_SUPPLIED DATA_
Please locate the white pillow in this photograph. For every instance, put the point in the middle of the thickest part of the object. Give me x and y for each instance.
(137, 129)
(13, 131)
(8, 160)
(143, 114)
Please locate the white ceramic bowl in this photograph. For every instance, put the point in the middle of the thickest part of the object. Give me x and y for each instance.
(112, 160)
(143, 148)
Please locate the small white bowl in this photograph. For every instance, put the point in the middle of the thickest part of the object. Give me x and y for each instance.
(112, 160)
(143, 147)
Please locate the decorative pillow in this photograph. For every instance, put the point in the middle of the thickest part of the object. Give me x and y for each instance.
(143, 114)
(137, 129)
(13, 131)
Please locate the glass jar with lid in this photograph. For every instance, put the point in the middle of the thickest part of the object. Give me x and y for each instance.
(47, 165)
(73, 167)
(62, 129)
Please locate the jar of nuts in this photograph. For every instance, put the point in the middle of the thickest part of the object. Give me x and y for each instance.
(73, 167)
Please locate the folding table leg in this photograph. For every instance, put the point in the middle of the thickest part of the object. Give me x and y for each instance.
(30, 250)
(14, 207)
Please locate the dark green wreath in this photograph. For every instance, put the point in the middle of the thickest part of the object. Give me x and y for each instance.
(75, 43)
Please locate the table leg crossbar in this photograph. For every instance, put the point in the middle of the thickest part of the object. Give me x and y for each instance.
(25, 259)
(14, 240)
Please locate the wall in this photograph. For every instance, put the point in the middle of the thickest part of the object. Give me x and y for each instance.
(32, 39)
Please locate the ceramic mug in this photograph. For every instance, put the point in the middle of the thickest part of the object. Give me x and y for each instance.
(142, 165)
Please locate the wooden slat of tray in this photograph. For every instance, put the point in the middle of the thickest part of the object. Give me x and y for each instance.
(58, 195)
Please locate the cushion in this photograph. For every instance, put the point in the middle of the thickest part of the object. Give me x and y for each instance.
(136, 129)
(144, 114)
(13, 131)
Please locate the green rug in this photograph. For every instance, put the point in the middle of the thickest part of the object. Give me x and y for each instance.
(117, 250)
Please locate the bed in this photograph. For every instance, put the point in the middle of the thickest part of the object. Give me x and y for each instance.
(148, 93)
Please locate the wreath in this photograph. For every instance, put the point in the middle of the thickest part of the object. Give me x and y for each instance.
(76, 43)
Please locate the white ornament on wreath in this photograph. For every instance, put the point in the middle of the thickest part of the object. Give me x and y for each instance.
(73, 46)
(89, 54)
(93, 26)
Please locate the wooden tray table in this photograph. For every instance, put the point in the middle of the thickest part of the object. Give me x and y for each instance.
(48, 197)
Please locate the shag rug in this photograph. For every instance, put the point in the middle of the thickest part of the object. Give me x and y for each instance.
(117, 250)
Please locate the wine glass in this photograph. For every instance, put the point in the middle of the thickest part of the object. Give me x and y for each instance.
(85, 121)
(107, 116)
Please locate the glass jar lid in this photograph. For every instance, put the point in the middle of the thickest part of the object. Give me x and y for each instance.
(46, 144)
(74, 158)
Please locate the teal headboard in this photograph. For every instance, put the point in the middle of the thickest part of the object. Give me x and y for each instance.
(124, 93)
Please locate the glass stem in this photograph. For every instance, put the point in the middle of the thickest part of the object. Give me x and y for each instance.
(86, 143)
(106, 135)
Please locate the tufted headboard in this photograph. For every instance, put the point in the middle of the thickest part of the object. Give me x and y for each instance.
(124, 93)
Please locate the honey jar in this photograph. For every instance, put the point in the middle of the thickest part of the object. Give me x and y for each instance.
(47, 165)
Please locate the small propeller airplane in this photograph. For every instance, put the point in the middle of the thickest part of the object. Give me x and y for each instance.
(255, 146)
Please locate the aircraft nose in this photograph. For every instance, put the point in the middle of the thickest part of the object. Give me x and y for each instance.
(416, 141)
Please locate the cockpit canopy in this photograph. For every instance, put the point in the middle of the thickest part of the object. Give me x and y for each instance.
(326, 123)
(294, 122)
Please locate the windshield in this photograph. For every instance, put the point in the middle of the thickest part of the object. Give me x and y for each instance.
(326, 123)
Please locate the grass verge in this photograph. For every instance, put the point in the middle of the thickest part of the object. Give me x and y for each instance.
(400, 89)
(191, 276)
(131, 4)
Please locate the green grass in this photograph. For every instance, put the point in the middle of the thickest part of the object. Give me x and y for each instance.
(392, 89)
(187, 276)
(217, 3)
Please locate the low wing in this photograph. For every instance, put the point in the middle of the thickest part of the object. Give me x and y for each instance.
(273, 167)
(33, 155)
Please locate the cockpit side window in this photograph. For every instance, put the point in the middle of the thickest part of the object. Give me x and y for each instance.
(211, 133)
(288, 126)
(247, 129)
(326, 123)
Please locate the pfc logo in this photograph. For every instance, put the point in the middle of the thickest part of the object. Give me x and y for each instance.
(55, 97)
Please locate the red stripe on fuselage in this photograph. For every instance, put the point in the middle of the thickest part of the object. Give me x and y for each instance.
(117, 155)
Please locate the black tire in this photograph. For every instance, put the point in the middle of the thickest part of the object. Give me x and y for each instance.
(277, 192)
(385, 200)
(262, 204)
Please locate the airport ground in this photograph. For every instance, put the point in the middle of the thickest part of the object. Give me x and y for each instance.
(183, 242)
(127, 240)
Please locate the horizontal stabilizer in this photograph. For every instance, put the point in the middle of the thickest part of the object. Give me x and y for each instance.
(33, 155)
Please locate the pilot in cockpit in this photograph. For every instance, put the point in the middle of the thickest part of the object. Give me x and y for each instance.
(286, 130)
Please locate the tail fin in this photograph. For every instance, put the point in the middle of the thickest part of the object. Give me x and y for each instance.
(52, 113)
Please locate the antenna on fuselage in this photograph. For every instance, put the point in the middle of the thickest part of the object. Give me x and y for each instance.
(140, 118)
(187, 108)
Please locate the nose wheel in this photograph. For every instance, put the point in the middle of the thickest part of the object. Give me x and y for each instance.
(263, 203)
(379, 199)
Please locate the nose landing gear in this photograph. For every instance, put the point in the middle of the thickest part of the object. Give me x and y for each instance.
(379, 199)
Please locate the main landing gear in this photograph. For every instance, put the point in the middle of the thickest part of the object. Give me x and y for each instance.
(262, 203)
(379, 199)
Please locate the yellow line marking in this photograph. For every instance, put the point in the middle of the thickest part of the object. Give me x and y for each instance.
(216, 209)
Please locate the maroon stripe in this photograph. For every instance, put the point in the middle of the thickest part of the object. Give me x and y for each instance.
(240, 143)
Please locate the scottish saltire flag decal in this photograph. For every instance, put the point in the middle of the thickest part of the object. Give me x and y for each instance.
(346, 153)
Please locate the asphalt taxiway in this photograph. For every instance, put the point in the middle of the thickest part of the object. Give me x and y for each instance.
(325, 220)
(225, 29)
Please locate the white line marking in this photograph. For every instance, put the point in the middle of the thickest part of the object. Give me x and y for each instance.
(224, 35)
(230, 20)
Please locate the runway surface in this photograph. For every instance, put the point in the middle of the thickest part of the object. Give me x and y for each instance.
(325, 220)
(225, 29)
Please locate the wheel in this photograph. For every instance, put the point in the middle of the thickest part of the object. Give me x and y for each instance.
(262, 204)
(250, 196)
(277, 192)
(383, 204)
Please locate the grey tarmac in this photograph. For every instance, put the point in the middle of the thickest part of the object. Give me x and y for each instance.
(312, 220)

_YOUR ASSIGNMENT_
Please repeat every record above word for word.

_SOLVED PROBLEM_
Please locate the white pillow in this photograph. For every instance, put the point in the middle of the thickest part of the object. Give me x and y for each instance.
(137, 129)
(13, 131)
(8, 160)
(143, 114)
Please locate the white ceramic bowl in this photograph. For every instance, put the point in the middle of the thickest part of the object. Give me x and y for each instance.
(112, 160)
(143, 148)
Please locate the small white bowl in this photograph. For every instance, put the point in the middle of the thickest part of the object. Give me x and y for each instance.
(112, 160)
(143, 147)
Please locate the decorative pillow in this photograph. For every instance, put the point in the middle of the thickest part of the object. Give me x and y for each instance.
(143, 114)
(137, 129)
(13, 131)
Please locate the glass jar with lid in this photograph. For every instance, put the point in the middle of the thickest part of the object. Give me x and y for each instance.
(47, 165)
(73, 167)
(62, 129)
Please locate the jar of nuts in this photograph. For every instance, put the point in the middle of the thickest part of the object. Give me x and y for each instance.
(73, 167)
Please locate the folding table leg in this photograph. For every instance, put the point in the middle of the thickest part of the object. Give me x and y for each instance.
(30, 250)
(14, 207)
Please locate the dark green wreath in this photograph. For every instance, put the point in the middle of the thickest part of the object. Give me x and y for each instance.
(75, 43)
Please locate the table leg crossbar in this photograph. For every instance, put the point in the middle of the thickest part of the object. Give me x and y for each instance.
(25, 259)
(14, 240)
Please locate the wall in this photograph. For every instance, put the point in the middle of the thickest part of the object. Give me x and y for each instance.
(32, 39)
Please locate the ceramic mug in this photograph. For every instance, put the point in the middle of the thickest part of the object. Give me x and y for each instance.
(142, 165)
Please locate the wooden slat of tray in this photograph. For every instance, put the point in the middle of the thickest part of the object. Give me x and y for each instance.
(58, 195)
Please locate the cushion in this photograph. For every instance, put the point in the middle of the thickest part of the object. Give me x and y for each instance.
(136, 129)
(144, 114)
(13, 131)
Please locate the green rug in this photograph. For every instance, put the point in the middle of the thickest part of the object. Give me x and y for each instance.
(117, 250)
Please locate the bed in this photograph. For every instance, put the point in the middle of the thickest part of the object. Give me x and y for each instance.
(148, 93)
Please locate the wreath in this photograph. For every instance, put the point in the middle of the thickest part of the object. Give me x and y for each instance.
(76, 43)
Please locate the white ornament on wreath in this photograph. For every instance, put the point in the middle of the thickest part of the object. Give me x and y for each instance.
(73, 46)
(89, 54)
(93, 26)
Please locate the wooden tray table in this photograph. For every instance, put the point in the middle of the thickest part of the object. Give me x and y for each instance.
(48, 197)
Please locate the shag rug in this photograph. For every instance, put the point in the middle of the thickest part of the object. Give me x and y for each instance.
(117, 250)
Please locate the wine glass in this photograph. For every instance, put the point in the middle of the thickest part of the object. Give me x and y for each instance.
(85, 121)
(107, 116)
Please locate the glass jar lid in this photograph. For every instance, put the point in the middle of the thickest part of the object. Give me x and y for each instance.
(46, 144)
(74, 158)
Please locate the teal headboard in this photograph. For every instance, put the point in the middle of the thickest part of the object. Give me x and y for each instance.
(124, 93)
Please locate the glass stem in this photograph. For every instance, put the point in the middle of the thickest part of the object. Give me x and y for each instance.
(86, 143)
(106, 135)
Please locate the tufted headboard in this photograph. For every instance, put the point in the middle of the thickest part of the object. Give me x and y for each instance.
(124, 93)
Please locate the honey jar in this photograph. For every instance, put the point in the middle of the thickest part of the object. Give me x and y for each instance.
(47, 165)
Please locate the small propeller airplane in this photograph. For every instance, put the point in the middle of the thickest part of the object. Give me x and y for each instance.
(255, 146)
Please locate the aircraft nose in this photograph. For every instance, put the point in the middle of the thickest part of the object. Give me x and y for each instance.
(416, 141)
Please locate the cockpit canopy in this photograph. For every instance, put the point in the middle of the thickest part of the object. Give me x and y for each instance.
(326, 123)
(294, 122)
Please locate the windshield in this photograph. For every instance, put the point in the middle of the thickest part of the object. Give me x and y for each instance.
(326, 123)
Please locate the grass verge in this photograph. For every instance, put the point in the middle of the thickest part of the object. Give me x and y for each instance.
(400, 89)
(191, 276)
(131, 4)
Please locate the green grass in this photograph. For every instance, put the point in the middle of the thickest part of the object. Give me x and y for each instance.
(392, 89)
(187, 276)
(217, 3)
Please locate the low wing in this photograph. For every instance, put the point in the middle of the thickest part of the object. Give me x and y for each instance.
(273, 167)
(33, 155)
Please locate the cockpit side window in this photograph. For every instance, put the point in the middle of the thickest part of the object. Give me x and y for each instance.
(211, 133)
(288, 126)
(247, 129)
(326, 123)
Please locate the pfc logo in this photograph. For every instance, put the point in the middle of the thickest part of the object. Give me x and y for each instance.
(55, 97)
Please locate the red stripe on fuselage in this photograph. For every instance, put the point in the middle of the thickest part of the object. Give me x and y for each instance.
(117, 155)
Please locate the black tire in this photograph. For every instance, put the point in the middle of the thickest part of the object. Give me x and y for each instance.
(277, 192)
(385, 200)
(262, 204)
Please locate the airport ground in this photograph. For every instance, put the point in the middle of the thickest part of the object. Give me x and y for each instance.
(183, 242)
(127, 240)
Please locate the horizontal stabilizer in this photograph. For every instance, put the point in the middle of the thickest part of the object. Give me x and y for each instance.
(33, 155)
Please locate the pilot in cockpit in this photograph. For every instance, put the point in the middle of the thickest part of the object. Give me x and y for each instance.
(286, 130)
Please locate the tail fin in this photograph. For every instance, put the point in the middle of the thickest part of the object. Give me x and y for each instance.
(52, 113)
Please locate the antenna on fuselage in this photograph. For every instance, put the point in the middle of the thickest part of the object. Give me x and y for each instance.
(140, 118)
(187, 108)
Please locate the nose wheel in this photograph. For every instance, put the point in the middle of the thickest part of the object. Give me x and y for each instance.
(263, 203)
(379, 199)
Please locate the nose landing gear in this photograph. For every instance, put the point in the middle of the thickest part of the object. Give me x and y for each instance.
(379, 199)
Please locate the main landing gear in this photograph. For every instance, put the point in the middle of the thickest part of the object. Give me x and y for each instance.
(262, 203)
(379, 199)
Please locate the yellow line marking in this photograph. For every instance, put the point in the middle of the thickest part of the object. Give me x and y for each instance.
(216, 209)
Please locate the maroon stripe in this photograph. For every instance, put the point in the middle of the thickest part of the object. Give me x and y for each instance.
(240, 143)
Please locate the scottish saltire flag decal in this photograph. For every instance, put the point in the middle of the thickest part of the object. Give me x and y for each instance.
(346, 153)
Please locate the asphalt taxiway in this photograph. For every instance, put the point in the middle of the thickest part of the object. Give me x and y for each instance.
(325, 220)
(225, 29)
Please locate the white line marking in this photograph. For every instance, put the point in the middle of the thickest part of the object. Give me x and y for each instance.
(224, 35)
(230, 20)
Please locate the runway surface in this photograph. For every instance, put the point in the middle of the thickest part of the object. Give me x and y for each instance.
(325, 220)
(225, 29)
Please locate the wheel in this photograph. For every instance, put the point in the middle of the thickest part of the object. Give me x and y for each instance.
(262, 204)
(250, 196)
(277, 192)
(383, 204)
Please locate the grey tarmac in this photograph. For every instance, put the point in the middle of the thickest part of the object. Give me x and y for each instance.
(312, 220)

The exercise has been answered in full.